## Text segment
A series of violent crimes perpetrated by young people in Japan over the last year has generated considerable public discussion and concern. As in other countries, the response in the media and official circles has been to demand harsher penalties and to prosecute young offenders as adults. But a closer look at the cases reveals that these outbursts of violence have their roots in the growing social dislocation in Japan that has left many young people adrift, alienated and in some cases, deeply disturbed.

In mid-August, a 15-year-old boy from Oita, on the southernmost island of Japan, committed a multiple-stabbing murder. His father accused him of spying on a neighbour's 15-year-old granddaughter and after what the boy described as “accusing looks” by the neighbour and his family, he decided to kill them. He waited until the middle of the night, broke into the house, stabbed all six residents then tried to burn the house down. Three of the family died from their injuries. According to neighbours, he had always been a rather quiet, normal boy and had reportedly been the victim of school bullying and extortion.

## Material provided
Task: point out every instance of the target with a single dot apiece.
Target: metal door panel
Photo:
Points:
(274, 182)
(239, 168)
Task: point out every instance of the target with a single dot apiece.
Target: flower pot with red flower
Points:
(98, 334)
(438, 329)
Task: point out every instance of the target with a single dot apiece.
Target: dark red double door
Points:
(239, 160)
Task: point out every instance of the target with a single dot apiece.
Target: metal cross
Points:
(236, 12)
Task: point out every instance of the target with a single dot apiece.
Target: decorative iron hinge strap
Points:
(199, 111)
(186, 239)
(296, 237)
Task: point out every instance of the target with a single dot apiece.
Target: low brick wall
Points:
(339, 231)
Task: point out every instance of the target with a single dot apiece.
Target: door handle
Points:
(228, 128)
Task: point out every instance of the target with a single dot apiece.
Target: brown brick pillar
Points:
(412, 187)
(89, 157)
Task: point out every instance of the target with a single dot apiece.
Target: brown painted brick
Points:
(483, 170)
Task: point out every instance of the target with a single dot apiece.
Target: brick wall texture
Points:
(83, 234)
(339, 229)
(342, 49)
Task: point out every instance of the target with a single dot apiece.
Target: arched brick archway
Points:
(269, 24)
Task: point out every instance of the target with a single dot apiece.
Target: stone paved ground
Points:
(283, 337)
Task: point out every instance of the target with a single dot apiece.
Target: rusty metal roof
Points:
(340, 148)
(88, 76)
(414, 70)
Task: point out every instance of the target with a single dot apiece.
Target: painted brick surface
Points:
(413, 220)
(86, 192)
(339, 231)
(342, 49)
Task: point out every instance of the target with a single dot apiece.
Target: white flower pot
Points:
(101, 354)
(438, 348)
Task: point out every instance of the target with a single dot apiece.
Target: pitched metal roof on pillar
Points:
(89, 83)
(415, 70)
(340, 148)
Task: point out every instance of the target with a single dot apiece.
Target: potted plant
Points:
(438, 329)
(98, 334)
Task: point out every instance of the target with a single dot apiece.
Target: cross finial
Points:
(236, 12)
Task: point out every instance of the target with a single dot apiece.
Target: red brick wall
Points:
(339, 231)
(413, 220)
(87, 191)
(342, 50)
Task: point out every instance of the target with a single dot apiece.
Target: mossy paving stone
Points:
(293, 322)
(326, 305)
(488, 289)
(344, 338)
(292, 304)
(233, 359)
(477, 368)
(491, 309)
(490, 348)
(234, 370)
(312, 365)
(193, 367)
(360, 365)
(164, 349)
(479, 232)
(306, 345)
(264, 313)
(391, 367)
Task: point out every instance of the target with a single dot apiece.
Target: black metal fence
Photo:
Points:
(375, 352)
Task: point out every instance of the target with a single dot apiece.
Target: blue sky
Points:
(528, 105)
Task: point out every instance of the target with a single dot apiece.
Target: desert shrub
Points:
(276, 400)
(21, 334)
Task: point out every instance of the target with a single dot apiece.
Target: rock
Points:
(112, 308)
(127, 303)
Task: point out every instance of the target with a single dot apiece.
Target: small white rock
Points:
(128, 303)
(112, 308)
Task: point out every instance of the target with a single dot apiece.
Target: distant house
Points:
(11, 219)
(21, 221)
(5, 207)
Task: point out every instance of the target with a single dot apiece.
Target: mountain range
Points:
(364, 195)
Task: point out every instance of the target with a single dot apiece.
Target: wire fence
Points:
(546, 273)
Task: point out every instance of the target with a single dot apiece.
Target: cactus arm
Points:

## Task requirements
1. Answer these questions from the passage on youth crime in Japan:
(a) What have the media and official circles demanded in response to the crimes?
(b) How old was the boy from Oita?
(c) How many members of the family died from their injuries?
2. Continue the passage on youth crime in Japan from its last sentence.
The records have no connection to the passage on youth crime in Japan.

## Task responses
1.
(a) Harsher penalties and prosecuting young offenders as adults.
(b) He was 15.
(c) Three.

2.
In May, a 17-year-old youth from Saga near Hiroshima walked out of a mental institution, on a temporary release, and onto a bus. He held a long-bladed knife at the throat of the bus driver and demanded the bus be driven under his instructions. The hijacking lasted 15 hours and involved 21 passengers, including a six-year-old girl. The teenager held the knife at passengers' throats and reportedly took photos of the victims and laughed as they bled. One woman died.

The youth had been hospitalised in March after a knife attack on his mother. Up until this year, he had been an excellent student who graduated from middle school with very good marks. But after nine days at high school, he refused to attend, became reclusive and would rarely leave his home.

On the day of the hijacking another 17-year-old youth turned up at a police station to confess to the murder of an elderly woman. The press sensationalised the boy's alleged statement to police that he “wanted to experience what it would be like to kill someone”. But the prosecutors, as reported in the Asahi Shimbun, found the motives were more complex and disturbing.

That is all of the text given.